WHAT IS NEEDED — Rewrite the records below as a numbered list, dropping any blank lines.
· · · ·
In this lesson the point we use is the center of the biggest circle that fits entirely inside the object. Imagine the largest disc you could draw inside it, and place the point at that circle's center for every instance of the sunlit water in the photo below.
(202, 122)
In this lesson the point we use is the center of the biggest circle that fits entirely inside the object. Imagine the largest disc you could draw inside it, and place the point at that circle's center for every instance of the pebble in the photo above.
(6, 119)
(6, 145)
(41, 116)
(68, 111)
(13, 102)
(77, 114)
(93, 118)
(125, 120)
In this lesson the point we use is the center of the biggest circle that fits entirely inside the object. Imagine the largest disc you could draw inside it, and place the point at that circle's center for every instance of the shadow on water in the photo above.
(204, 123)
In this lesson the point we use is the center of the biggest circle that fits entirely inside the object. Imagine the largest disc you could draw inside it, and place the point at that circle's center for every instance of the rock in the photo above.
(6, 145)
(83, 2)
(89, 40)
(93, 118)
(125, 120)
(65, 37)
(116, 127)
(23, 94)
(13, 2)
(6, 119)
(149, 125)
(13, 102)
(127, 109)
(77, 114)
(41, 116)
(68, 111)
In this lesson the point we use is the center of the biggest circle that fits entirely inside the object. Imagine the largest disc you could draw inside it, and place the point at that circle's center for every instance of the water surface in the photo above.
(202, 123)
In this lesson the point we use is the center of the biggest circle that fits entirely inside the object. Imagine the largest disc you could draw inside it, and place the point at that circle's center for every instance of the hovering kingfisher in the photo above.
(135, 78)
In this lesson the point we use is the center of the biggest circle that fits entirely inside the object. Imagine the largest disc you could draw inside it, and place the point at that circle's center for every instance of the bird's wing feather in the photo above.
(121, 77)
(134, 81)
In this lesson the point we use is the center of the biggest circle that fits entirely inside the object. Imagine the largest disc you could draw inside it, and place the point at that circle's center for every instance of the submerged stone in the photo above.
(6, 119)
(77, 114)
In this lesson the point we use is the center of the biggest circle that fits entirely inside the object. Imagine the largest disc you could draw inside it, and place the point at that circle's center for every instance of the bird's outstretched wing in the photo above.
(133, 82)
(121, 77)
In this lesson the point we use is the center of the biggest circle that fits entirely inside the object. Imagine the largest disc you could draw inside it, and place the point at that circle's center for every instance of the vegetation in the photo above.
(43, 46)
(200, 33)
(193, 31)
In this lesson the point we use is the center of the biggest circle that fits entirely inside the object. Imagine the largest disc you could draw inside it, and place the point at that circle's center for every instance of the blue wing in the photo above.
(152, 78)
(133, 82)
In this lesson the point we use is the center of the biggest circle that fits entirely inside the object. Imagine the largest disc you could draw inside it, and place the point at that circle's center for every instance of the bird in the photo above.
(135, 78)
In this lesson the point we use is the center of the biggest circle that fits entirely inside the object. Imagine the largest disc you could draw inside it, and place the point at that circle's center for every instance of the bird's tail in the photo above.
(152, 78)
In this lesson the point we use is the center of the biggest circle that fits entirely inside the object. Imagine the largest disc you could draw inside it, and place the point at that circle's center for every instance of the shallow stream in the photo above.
· · · ·
EXERCISE RESULT —
1. In this lesson the point we use is the center of the biggest circle that fits entirely inside the object. Imagine the largest disc you could draw inside it, and place the point at that circle's center for every instance of the sunlit water in the photo below.
2. (202, 122)
3. In this lesson the point we use is the center of the biggest circle that fits entirely inside the object. Imagine the largest disc you could draw inside it, and place the point at that circle's center for every instance of the pebble in the photo above.
4. (6, 119)
5. (6, 145)
6. (41, 116)
7. (68, 111)
8. (13, 102)
9. (77, 114)
10. (93, 118)
11. (125, 120)
12. In this lesson the point we use is the center of the biggest circle that fits entirely inside the object. Imagine the largest disc you could draw inside it, and place the point at that circle's center for every instance of the shadow on water in the photo above.
13. (204, 123)
14. In this lesson the point we use is the center of the biggest circle that fits entirely inside the object. Imagine the largest disc you could draw inside it, and place the point at that circle's center for every instance of the rock in the photo above.
15. (6, 145)
16. (83, 2)
17. (89, 40)
18. (93, 118)
19. (125, 120)
20. (65, 37)
21. (116, 127)
22. (23, 94)
23. (13, 2)
24. (6, 119)
25. (149, 125)
26. (13, 102)
27. (127, 109)
28. (77, 114)
29. (41, 116)
30. (68, 111)
31. In this lesson the point we use is the center of the biggest circle that fits entirely inside the object. Imagine the largest disc you could draw inside it, and place the point at that circle's center for every instance of the water surface in the photo above.
32. (202, 123)
33. In this lesson the point we use is the center of the biggest circle that fits entirely inside the object. Imagine the largest disc you could draw inside it, and place the point at that circle's center for every instance of the hovering kingfisher in the photo above.
34. (135, 78)
35. In this lesson the point we use is the center of the biggest circle that fits entirely inside the object. Imagine the largest disc you could draw inside it, and place the point at that circle's center for every instance of the bird's wing feather in the photo above.
36. (121, 77)
37. (134, 81)
38. In this lesson the point we use is the center of the biggest circle that fits entirely inside the object. Imagine the largest disc you could draw inside it, and place the point at that circle's center for every instance of the submerged stone in the photo above.
39. (6, 119)
40. (77, 114)
41. In this lesson the point we use is the center of the biggest circle that fits entirely inside the object. Imagine the largest disc you could draw inside it, and place the point at that circle's center for every instance of the bird's outstretched wing in the photo above.
42. (133, 82)
43. (121, 77)
44. In this lesson the point we use is the center of the biggest circle that fits entirely inside the object. Imagine the largest disc you could draw inside it, and place the point at that circle's center for every instance of the vegetation in the photo above.
45. (43, 46)
46. (200, 33)
47. (193, 31)
48. In this lesson the point we use is the center of the biggest circle that fits entirely inside the object. Imagine the largest disc you could draw inside it, and place the point at that circle's center for every instance of the blue wing in the photo above.
49. (152, 78)
50. (133, 82)
51. In this lesson the point we use is the center of the biggest circle that fits entirely inside the object. Imagine the largest disc you could draw inside it, and place the point at that circle's center for every instance of the bird in the photo above.
52. (135, 78)
53. In this lesson the point we use is the center of the biggest circle that fits entirely inside the object. Imagine the largest disc you could draw inside it, and place the point at that circle's center for every instance of the bird's tail in the photo above.
54. (152, 78)
55. In this lesson the point we use is the center of the biggest circle that fits entirely inside the object. Imagine the largest disc you could draw inside it, and place the point at that circle's center for every instance of the shallow stream in the photo above.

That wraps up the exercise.